### What is needed
Find every line below that contains the string "postcard", with case counting, and copy each of those lines.

### Data entries

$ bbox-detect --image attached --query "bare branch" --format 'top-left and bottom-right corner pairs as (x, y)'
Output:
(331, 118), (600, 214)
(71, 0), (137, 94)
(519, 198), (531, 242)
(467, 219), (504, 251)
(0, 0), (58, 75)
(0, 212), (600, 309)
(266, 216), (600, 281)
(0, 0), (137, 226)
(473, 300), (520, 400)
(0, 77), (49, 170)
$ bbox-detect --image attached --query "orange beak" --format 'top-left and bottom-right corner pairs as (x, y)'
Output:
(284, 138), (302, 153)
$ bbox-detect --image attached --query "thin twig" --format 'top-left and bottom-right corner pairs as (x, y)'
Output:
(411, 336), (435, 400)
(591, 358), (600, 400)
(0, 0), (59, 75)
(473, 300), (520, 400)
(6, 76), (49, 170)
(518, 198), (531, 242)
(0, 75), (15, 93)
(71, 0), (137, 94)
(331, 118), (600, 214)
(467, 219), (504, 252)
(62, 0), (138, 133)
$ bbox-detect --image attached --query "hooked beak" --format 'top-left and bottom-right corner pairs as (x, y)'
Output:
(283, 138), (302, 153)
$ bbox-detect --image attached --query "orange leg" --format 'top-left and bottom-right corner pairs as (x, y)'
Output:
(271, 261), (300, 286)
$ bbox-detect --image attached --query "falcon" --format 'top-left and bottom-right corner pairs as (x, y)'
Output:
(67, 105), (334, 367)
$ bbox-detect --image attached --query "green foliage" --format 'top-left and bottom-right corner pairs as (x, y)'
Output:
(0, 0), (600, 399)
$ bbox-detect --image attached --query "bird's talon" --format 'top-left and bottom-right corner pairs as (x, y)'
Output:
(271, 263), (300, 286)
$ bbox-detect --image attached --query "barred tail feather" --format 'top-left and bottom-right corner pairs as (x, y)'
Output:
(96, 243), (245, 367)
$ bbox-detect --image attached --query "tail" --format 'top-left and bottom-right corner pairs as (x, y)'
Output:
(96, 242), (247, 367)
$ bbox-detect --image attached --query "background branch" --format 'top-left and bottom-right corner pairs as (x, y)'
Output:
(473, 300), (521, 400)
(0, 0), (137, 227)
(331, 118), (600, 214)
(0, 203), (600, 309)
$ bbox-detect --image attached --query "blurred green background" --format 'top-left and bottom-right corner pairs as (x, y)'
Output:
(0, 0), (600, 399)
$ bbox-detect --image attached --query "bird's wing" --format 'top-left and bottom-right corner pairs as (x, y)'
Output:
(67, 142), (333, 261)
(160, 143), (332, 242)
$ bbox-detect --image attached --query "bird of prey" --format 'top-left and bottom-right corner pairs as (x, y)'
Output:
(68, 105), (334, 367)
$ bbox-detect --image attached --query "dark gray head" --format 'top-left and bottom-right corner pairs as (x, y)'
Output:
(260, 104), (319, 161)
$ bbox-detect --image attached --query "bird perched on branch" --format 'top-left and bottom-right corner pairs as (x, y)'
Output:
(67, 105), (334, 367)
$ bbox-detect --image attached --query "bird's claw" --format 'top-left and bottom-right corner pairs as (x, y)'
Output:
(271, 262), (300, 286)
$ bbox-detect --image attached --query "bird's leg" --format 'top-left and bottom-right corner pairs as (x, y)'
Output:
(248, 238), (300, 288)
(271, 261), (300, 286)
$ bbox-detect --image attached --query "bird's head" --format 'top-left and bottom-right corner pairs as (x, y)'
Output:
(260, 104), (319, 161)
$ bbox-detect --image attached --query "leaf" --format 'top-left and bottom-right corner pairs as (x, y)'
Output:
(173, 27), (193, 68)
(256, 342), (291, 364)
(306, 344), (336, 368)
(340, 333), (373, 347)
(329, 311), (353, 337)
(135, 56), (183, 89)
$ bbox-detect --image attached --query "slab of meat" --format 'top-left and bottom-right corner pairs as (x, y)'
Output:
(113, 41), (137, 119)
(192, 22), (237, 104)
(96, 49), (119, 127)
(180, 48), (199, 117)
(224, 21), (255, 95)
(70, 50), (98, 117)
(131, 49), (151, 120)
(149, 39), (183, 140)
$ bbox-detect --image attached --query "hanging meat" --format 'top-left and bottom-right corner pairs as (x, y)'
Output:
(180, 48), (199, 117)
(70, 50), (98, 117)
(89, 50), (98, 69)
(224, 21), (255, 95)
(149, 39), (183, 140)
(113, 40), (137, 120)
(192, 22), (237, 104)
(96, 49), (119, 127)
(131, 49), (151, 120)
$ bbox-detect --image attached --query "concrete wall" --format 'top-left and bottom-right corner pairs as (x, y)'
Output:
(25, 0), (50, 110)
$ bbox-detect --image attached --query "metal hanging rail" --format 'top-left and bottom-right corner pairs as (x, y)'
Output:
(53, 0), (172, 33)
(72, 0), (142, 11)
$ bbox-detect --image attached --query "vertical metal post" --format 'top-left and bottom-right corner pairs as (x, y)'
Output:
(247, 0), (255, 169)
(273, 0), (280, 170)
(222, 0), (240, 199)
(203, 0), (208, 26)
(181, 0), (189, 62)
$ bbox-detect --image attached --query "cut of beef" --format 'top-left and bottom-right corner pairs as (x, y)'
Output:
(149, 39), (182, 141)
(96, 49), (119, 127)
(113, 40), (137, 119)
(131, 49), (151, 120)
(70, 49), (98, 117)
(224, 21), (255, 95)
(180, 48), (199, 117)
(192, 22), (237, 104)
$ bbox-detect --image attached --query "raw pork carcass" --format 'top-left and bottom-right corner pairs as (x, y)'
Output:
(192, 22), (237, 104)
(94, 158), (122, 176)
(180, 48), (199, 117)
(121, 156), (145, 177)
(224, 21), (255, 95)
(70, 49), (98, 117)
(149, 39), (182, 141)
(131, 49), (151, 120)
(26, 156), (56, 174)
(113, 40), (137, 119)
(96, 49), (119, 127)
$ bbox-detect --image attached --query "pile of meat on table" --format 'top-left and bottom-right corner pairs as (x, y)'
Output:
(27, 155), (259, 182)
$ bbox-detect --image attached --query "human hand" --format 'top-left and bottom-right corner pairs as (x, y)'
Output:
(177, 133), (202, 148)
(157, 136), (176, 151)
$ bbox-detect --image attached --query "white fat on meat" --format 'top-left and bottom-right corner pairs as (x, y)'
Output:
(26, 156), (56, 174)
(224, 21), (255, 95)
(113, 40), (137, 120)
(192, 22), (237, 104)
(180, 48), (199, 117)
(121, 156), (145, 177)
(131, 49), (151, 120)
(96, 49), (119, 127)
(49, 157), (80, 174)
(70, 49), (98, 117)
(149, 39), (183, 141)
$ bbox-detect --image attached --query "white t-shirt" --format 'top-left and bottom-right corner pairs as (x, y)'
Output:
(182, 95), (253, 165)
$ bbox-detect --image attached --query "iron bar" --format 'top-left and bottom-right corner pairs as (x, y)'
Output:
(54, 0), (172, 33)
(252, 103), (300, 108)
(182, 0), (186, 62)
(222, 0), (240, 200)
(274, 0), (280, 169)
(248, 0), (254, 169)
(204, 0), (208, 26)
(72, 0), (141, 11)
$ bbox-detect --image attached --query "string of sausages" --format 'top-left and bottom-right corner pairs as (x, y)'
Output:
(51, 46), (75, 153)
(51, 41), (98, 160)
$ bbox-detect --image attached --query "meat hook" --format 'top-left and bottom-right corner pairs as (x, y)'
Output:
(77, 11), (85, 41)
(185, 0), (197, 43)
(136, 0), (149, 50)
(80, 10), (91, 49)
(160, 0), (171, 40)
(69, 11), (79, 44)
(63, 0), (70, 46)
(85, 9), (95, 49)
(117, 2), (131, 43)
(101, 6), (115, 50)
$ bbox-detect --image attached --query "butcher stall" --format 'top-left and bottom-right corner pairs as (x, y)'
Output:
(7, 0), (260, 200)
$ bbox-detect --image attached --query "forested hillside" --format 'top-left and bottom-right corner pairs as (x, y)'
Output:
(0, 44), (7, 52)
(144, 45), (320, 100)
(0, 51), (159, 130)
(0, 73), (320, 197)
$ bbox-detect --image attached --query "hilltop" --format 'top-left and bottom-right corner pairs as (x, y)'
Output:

==

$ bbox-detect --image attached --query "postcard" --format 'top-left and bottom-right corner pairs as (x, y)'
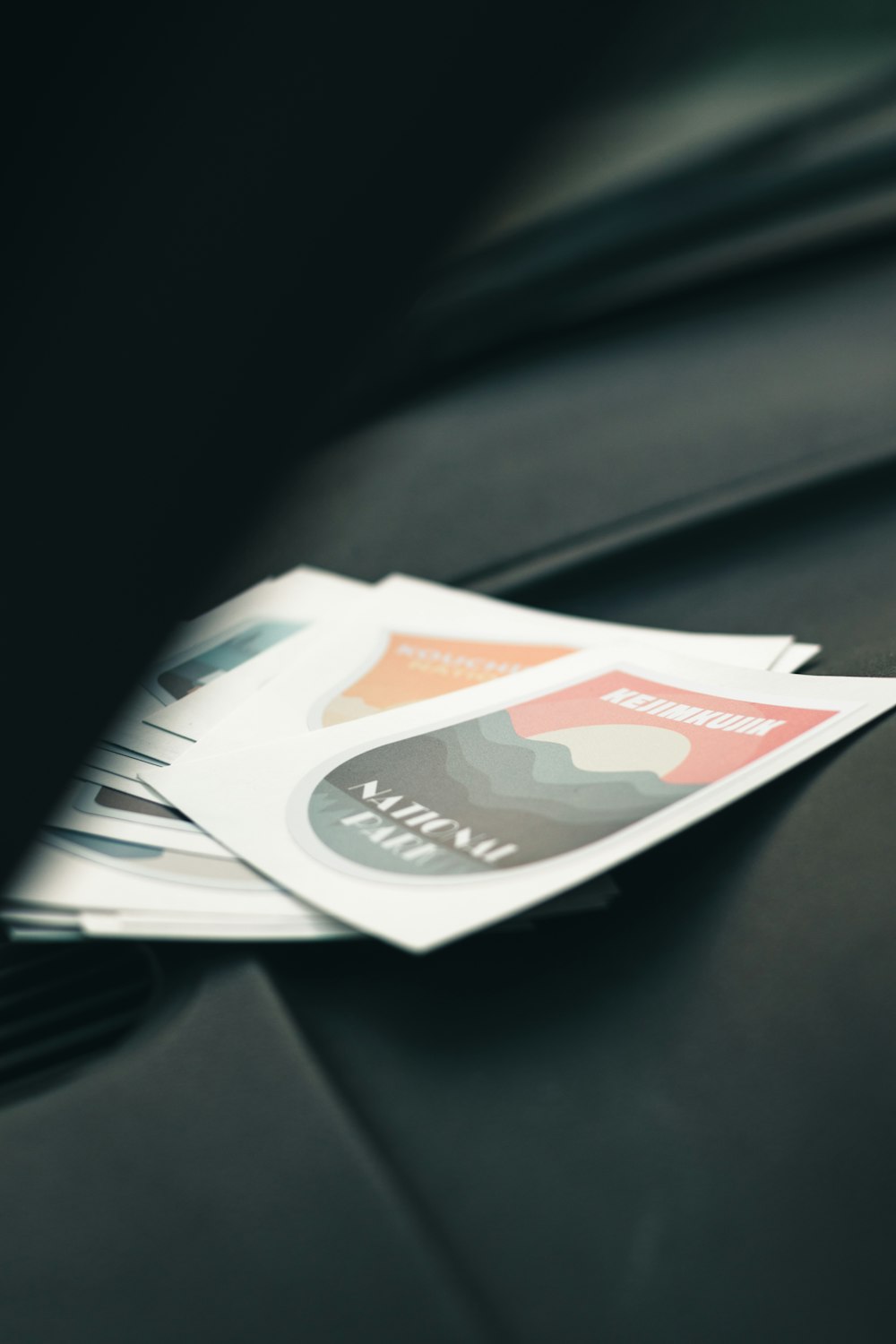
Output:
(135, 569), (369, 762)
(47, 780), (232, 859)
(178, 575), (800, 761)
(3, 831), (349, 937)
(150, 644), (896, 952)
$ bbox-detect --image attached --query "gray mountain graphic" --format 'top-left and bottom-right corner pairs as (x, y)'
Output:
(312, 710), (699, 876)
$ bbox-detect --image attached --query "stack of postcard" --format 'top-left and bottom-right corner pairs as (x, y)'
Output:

### In response
$ bbox-detect --image attached --query "postcard" --format 'top-left and bottom-right corner pairs as (x, y)'
$ bbox-detect --image attached --query "stack of postcard" --format 'top-left and bottom-right corner pairs as (x, y)'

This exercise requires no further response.